Nessuno ha tratto da una tale esperienza altre suggestioni e timori; né si è posto altri interrogativi di natura politica.
Eppure, la prima domanda che ci si doveva porre era se l’essere membro dell’Unione Europea avesse comportato, negli ultimi decenni, l’impossibilità di adeguare il servizio sanitario nazionale italiano alle esigenze di un pianeta che galoppa verso gli undici miliardi di abitanti. E se la necessità di liberarsi dalla camicia di Nesso sul pareggio di bilancio e sull’austerity, avrebbe dovuto imporre ai governanti degli Stati Membri di chiedere con determinazione all’Unione Europea di rivedere le norme dei Trattati Europei, non lasciando solo nelle mani dell’Ultradestra tale importante battaglia di libertà e democrazia.
Il presupposto della richiesta era abbastanza chiaro: se avessimo potuto investire più fondi per avere un sistema sanitario in grado di soddisfare le più consistenti richieste di terapie intensive, l’epidemia di corona virus rispetto ai ceppi degli anni precedenti sarebbe rimasta pur sempre di maggiore gravità ma non avrebbe messo il Paese letteralmente in ginocchio.
La seconda domanda che ci si doveva porre riguardava la necessità di chiedere e ottenere lo sforamento della percentuale del 3% oltre i limiti della richiesta fatta dal Governo all’Unione Europea; la presenza di una calamità come quella del coronavirus lo imponeva. Il semplice buon senso avrebbe dovuto fare ritenere inconcepibile che uno Stato non potesse neppure garantire la salute dei propri cittadini perché a vietarglielo erano i tecnocrati di Bruxelles. Non si trattava di “nazionalismi” risorgenti e di ritorno all’Europa degli anni Trenta ma di “sovranità” senza la quale uno Stato, che voglia dirsi tale, non ha alcuna ragione di essere.
Per fortuna, il sospetto che l’eco mass-mediatica e l’allarmismo sociale arrivato a vertici mai visti prima, servisse a far toccare il diapason alla crisi mondiale della nostra civiltà “industriale” (fabbriche ferme tranne quelle che producono disinfettanti e altri prodotti per contenere l’epidemia o beni e servizi adatti a una lunga conservazione tra le mura domestiche di cibi, oltre quelle dei fabbricanti di cyclette e tapis roulant, dei sistemi di comunicazione digitale, soprattutto per la telemedicina) si rivelava sempre più un boomerang per il capitalismo finanziario. Se attraverso la stampa loro asservita, Wall Street e la City intendevano cavalcare la tigre del coronavirus per determinare una situazione di arresto drastico e clamoroso della produzione industriale (oltre a cadute azionarie a ripetizione) non avevano avuto molto di cui rallegrarsi.
E’ vero che l’evento del morbo avrebbe costretto tanta gente a indebitarsi e le Banche avrebbero tratto vantaggio (non a caso, si stavano già adoperando per “attrezzarsi” in misura adeguata). Vi sarebbe stato anche l’effetto dell’apertura di molti gli occhi foderati di prosciutto. L’idea di utilizzare l’occasione dell’epidemia (e del terrore che essa provocava) per dare un colpo mortale al sistema industriale e rafforzare il capitalismo finanziario, come ultima spesa di sopravvivenza mi sembra che abbia perduto colpi.

Materiale fornito:

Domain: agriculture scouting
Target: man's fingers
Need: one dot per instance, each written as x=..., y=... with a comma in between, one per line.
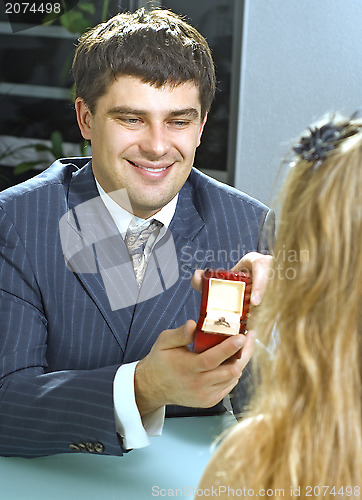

Attività 1:
Riassumi il brano in due frasi.
Attività 2:
Rispondi a queste domande sul brano:
(a) Verso quanti abitanti galoppa il pianeta?
(b) Quale percentuale si doveva chiedere di sforare?
(c) Chi avrebbe tratto vantaggio dal fatto che tanta gente si sarebbe indebitata?
Attività 3:
Traduci in inglese questa frase del brano: "Il semplice buon senso avrebbe dovuto fare ritenere inconcepibile che uno Stato non potesse neppure garantire la salute dei propri cittadini perché a vietarglielo erano i tecnocrati di Bruxelles."
Il materiale qui non serve a nulla.

La tua soluzione 1:
Il brano sostiene che ci si sarebbe dovuti chiedere se l'appartenenza all'Unione Europea avesse impedito di adeguare il servizio sanitario nazionale italiano e se, davanti al coronavirus, fosse necessario ottenere lo sforamento del 3%. Secondo chi scrive, l'allarmismo legato all'epidemia si rivelava sempre più un boomerang per il capitalismo finanziario, e l'idea di usarlo per colpire il sistema industriale sembra aver perso colpi.

La tua soluzione 2:
(a) Verso gli undici miliardi.
(b) Il 3%.
(c) Le Banche.

La tua soluzione 3:
Simple common sense should have made it seem inconceivable that a State could not even guarantee the health of its own citizens because the technocrats in Brussels were the ones forbidding it.